** Start of INPUT DATA **
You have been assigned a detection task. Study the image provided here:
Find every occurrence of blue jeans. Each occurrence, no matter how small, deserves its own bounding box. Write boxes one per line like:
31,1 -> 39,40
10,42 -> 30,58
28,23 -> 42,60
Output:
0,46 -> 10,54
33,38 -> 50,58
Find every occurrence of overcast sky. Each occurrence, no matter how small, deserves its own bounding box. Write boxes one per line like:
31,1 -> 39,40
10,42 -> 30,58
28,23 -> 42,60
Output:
** End of INPUT DATA **
### EXERCISE GOAL
Rescale the entries above by writing out every line again, requests included. Multiply each coordinate in the answers by 1.1 and round it to a whole number, rounding halves up. Keep the sample boxes inside the requests as they are.

### SOLUTION TO THIS TASK
You have been assigned a detection task. Study the image provided here:
Find every occurrence of blue jeans. Each occurrence, no matter how small, deserves its own bounding box. Write boxes one per line like:
31,1 -> 39,40
10,42 -> 30,58
28,23 -> 42,60
Output:
0,51 -> 11,59
36,42 -> 55,64
Find every occurrence of overcast sky. Each occurrence, no matter how small, deserves its own bounding box. Write boxes one per line like:
31,1 -> 39,40
10,42 -> 30,58
28,23 -> 42,60
Output:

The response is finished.